Exercise =>
Find every line in the entries that holds the string "verge" and report it.
%%
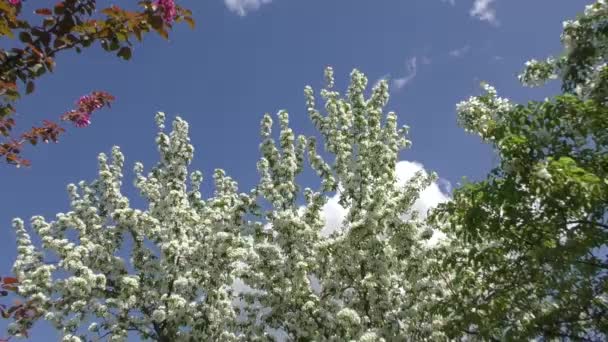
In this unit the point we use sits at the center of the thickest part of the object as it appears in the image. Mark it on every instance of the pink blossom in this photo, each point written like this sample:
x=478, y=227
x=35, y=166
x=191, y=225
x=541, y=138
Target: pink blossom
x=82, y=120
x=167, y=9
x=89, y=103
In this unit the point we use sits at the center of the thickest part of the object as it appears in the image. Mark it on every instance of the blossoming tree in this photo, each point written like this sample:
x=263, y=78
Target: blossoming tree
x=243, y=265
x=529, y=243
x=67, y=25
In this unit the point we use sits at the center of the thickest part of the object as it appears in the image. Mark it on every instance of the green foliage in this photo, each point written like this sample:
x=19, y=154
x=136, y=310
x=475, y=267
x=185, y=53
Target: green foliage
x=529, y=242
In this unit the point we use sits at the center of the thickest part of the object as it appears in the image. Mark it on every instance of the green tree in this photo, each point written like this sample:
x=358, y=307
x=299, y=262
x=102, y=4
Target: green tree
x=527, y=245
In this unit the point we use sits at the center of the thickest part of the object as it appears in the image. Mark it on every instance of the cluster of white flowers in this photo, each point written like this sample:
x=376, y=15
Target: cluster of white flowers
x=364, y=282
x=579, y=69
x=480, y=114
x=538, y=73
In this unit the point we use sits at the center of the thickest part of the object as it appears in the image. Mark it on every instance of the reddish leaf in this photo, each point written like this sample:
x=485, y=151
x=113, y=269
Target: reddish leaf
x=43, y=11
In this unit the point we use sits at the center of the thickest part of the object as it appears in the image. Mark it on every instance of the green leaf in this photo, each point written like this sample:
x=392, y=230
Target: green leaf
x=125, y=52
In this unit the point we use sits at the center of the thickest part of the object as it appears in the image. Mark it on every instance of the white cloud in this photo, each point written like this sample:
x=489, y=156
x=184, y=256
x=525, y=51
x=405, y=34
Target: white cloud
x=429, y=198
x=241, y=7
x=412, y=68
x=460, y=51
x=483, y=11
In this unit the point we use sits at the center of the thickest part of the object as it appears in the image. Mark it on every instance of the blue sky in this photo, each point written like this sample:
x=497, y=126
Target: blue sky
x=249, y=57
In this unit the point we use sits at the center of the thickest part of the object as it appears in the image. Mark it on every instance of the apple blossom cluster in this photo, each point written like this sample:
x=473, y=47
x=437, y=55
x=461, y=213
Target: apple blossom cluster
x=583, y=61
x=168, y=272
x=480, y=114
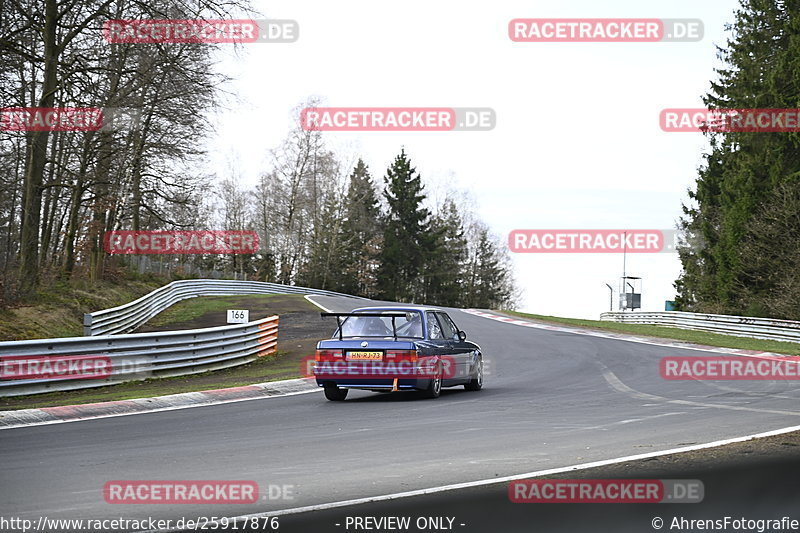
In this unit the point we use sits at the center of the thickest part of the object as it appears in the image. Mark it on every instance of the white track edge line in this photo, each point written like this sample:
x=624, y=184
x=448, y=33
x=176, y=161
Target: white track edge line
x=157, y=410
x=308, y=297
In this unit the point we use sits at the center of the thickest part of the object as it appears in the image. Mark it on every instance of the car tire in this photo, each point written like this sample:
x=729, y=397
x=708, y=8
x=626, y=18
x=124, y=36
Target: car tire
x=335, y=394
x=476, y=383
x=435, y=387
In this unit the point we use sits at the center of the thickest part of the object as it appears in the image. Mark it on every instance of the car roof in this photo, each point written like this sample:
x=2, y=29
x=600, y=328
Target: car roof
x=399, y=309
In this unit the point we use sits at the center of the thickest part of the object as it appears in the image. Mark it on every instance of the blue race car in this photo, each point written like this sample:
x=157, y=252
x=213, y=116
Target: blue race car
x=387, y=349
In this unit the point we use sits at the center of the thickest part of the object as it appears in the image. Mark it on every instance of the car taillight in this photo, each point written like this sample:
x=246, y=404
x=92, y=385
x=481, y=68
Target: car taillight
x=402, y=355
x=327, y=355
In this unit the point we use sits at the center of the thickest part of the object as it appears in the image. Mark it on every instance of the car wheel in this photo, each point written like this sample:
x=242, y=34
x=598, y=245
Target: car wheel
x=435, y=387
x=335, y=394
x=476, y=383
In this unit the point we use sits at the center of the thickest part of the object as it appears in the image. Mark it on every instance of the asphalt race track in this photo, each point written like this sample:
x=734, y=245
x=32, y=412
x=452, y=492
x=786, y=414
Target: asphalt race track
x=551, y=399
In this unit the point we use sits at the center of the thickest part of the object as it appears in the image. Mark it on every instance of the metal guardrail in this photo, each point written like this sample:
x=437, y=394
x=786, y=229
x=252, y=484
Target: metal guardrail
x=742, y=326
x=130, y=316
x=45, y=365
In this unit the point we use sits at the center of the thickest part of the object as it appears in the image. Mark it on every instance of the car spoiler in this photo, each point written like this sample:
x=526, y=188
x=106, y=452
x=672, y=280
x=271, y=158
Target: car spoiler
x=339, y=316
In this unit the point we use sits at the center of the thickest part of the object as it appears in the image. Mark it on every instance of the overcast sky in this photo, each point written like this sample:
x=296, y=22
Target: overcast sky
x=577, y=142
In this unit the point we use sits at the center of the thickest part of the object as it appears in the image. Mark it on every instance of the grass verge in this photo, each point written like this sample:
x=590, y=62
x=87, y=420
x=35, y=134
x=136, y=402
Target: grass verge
%%
Response to the exercise =>
In this unit the point we use sits at the center of the thickest part of the object as it appears in the image. Mark it on every instance of the grass verge in this photo, each point written like this sample:
Target: grass verge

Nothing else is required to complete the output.